▶ **Excerpt**:
You’re probably familiar with Game Maker’s Toolkit (GMTK). But just in case: it’s a YouTube channel with a massive following about game design with a focus on the developer’s perspective. Less “X game is great and here’s why” and more “how the developers of X game achieved Y, and how you can too.”

Every year since 2017, the GMTK Team put on a game jam. It started out as a humble “community game jam” like many we’ve seen before. Starting around 2019, GMTK had eclipsed Ludum Dare in number of submissions. The average Ludum Dare has about 2,400 submissions. GMTK 2019 had 2,562 submissions, and has only gone up since then, with the latest 2023 jam clocking in at a jaw dropping 6,877 submissions.

Making the top 100 in GMTK means your game rose to the top 99.5 percentile of submissions… if you care about those sort of things (cough, it’s me, I care).

▶ **Direction 1**:
Return the part of the GMTK excerpt from "You’re probably familiar" to "me, I care).", copied word for word.
▶ **Direction 2**:
Carry the passage about the GMTK game jam forward, starting right after its last sentence.

▶ **Entries shown**:
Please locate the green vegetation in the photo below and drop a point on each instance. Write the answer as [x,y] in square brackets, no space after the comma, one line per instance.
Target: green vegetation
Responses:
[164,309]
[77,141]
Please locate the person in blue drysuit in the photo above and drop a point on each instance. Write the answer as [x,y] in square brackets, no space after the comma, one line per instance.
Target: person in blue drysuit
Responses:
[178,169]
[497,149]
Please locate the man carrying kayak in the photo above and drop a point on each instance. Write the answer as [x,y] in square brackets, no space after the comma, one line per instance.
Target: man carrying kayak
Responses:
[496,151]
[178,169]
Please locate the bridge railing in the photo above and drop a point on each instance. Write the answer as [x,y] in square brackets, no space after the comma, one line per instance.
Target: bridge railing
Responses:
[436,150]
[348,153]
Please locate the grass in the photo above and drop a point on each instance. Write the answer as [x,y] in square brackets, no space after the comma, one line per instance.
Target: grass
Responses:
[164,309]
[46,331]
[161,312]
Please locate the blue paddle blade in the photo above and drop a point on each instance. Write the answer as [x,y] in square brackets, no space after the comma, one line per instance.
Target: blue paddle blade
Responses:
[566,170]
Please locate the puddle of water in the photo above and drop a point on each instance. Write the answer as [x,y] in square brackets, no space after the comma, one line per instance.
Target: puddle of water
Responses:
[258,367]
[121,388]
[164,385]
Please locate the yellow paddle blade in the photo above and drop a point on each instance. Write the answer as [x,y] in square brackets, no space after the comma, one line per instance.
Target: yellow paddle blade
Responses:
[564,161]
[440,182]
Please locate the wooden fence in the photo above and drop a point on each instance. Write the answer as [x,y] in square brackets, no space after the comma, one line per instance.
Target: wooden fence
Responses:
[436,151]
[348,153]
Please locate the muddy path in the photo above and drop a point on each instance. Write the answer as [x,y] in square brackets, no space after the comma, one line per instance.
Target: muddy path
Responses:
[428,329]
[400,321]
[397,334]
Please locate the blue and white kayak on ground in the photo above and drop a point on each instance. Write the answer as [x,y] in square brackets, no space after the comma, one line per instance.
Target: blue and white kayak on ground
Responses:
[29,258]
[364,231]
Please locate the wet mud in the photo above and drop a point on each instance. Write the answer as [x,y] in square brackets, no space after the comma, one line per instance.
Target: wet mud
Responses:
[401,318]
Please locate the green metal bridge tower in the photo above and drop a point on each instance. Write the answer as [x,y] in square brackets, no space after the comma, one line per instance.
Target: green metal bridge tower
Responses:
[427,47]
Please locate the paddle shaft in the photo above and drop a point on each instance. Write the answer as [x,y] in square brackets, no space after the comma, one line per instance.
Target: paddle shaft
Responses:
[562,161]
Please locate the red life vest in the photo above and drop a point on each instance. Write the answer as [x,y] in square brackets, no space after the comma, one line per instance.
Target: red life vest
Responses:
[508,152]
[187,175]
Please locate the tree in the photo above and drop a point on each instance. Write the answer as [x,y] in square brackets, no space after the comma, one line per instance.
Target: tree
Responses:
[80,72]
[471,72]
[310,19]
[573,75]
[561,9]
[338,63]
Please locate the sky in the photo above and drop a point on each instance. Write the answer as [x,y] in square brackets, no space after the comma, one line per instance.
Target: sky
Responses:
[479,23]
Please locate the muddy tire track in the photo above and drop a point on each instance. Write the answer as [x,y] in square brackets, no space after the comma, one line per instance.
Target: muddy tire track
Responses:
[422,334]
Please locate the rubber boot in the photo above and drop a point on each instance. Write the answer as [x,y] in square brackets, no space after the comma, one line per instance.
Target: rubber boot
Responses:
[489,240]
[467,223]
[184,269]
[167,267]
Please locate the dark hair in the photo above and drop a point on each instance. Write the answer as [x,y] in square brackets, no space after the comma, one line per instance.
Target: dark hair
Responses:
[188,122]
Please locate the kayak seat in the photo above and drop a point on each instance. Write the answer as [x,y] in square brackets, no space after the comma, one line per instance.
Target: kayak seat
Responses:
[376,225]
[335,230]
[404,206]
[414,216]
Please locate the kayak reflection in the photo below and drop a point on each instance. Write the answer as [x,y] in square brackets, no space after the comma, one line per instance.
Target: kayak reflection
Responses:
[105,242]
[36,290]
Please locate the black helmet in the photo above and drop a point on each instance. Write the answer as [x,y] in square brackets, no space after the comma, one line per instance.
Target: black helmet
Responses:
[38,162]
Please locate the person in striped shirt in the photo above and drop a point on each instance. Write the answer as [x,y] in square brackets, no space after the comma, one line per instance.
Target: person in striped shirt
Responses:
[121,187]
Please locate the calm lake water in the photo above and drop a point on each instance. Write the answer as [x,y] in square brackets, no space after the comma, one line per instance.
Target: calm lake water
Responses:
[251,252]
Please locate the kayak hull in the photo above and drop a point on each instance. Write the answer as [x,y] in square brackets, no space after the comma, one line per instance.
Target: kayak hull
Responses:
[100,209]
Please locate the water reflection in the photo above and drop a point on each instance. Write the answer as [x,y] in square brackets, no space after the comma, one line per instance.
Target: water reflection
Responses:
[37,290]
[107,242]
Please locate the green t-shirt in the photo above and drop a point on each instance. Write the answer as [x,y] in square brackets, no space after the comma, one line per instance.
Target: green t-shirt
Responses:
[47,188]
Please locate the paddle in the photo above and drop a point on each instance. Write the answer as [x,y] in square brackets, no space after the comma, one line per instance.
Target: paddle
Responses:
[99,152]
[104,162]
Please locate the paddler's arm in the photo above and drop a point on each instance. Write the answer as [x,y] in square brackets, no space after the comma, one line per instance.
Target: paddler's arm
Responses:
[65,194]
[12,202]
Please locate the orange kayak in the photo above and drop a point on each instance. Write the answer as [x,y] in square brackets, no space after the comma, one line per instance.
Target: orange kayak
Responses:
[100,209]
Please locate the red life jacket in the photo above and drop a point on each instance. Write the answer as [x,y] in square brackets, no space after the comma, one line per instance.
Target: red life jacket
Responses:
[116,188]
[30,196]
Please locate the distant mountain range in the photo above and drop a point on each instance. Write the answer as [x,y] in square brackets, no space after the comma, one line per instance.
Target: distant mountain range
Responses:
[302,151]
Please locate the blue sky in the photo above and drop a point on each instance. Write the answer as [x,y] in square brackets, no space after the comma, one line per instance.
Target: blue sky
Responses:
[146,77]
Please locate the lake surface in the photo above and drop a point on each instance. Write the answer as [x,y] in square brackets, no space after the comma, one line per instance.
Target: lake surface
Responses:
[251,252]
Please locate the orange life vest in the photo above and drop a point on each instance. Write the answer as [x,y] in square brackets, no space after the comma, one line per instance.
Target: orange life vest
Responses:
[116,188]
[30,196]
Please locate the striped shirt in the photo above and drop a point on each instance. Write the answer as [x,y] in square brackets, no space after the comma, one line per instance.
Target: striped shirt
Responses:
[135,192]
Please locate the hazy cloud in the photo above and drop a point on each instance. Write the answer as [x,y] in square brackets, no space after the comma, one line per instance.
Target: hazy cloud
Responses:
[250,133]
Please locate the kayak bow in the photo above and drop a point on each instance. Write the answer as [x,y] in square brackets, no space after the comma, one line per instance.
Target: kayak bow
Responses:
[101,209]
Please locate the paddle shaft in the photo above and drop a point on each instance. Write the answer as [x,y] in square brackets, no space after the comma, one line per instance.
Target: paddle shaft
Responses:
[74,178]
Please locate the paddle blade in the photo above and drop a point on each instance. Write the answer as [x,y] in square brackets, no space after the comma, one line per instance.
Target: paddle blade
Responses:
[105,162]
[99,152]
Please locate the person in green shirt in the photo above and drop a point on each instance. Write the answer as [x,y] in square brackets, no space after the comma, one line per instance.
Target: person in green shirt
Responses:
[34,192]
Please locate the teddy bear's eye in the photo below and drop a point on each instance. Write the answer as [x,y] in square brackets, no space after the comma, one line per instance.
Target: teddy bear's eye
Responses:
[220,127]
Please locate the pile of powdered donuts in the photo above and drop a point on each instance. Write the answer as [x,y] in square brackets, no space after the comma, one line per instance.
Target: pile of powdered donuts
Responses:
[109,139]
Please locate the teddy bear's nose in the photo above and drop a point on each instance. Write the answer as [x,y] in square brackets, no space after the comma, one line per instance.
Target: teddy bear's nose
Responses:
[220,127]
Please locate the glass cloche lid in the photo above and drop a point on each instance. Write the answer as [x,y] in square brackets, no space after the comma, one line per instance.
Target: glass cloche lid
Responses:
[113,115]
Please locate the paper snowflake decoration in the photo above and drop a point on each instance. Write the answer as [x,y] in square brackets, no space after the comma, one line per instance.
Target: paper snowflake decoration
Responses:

▶ **Reply 1**:
You’re probably familiar with Game Maker’s Toolkit (GMTK). But just in case: it’s a YouTube channel with a massive following about game design with a focus on the developer’s perspective. Less “X game is great and here’s why” and more “how the developers of X game achieved Y, and how you can too.”

Every year since 2017, the GMTK Team put on a game jam. It started out as a humble “community game jam” like many we’ve seen before. Starting around 2019, GMTK had eclipsed Ludum Dare in number of submissions. The average Ludum Dare has about 2,400 submissions. GMTK 2019 had 2,562 submissions, and has only gone up since then, with the latest 2023 jam clocking in at a jaw dropping 6,877 submissions.

Making the top 100 in GMTK means your game rose to the top 99.5 percentile of submissions… if you care about those sort of things (cough, it’s me, I care).

▶ **Reply 2**:
Composer, friend, and extremely cool guy Ryan Yoshikami joined me in Ludum Dare in 2020. Our submission, Lay Down Your Roots, won 3rd place overall. Both Ryan and I refer to that time as when we “won” Ludum Dare.

That same year, we decided we had so much fun doing Ludum Dare that we decided to take on GMTK as well. That was the year that we made Three in a Rogue which I’ll talk about eventually. All you really need to know is: It didn’t go well. Ludum Dare is 24 hours longer than GMTK and scoping for a 72 hour game is very different than scoping for a 48 hour game. The game we submitted was an unplayable mess. I could summarize every comment on our submission page as “cool idea, but I barely made it out of the first room.”

The following year, in 2021, we made Function Conjunction which smashed into the top 100 at 46th overall. A bonus of hitting top 100 in GMTK is that Mark Brown, the voice and later the face of GMTK, will personally play your game and pick his top 20 favorites from the top 100 and feature them in a video reviewing the jam. He’ll also pepper in clips of other games that made top 100 in the preamble of the video.

As far as Ryan and I are concerned: getting featured in that video is the true “win condition” for GMTK Jam. We weren’t featured in 2021 as one of Mark’s favorites, but we were visible in the preamble for a whopping 3 seconds at the 0:57 mark of the video. Almost a win, so close.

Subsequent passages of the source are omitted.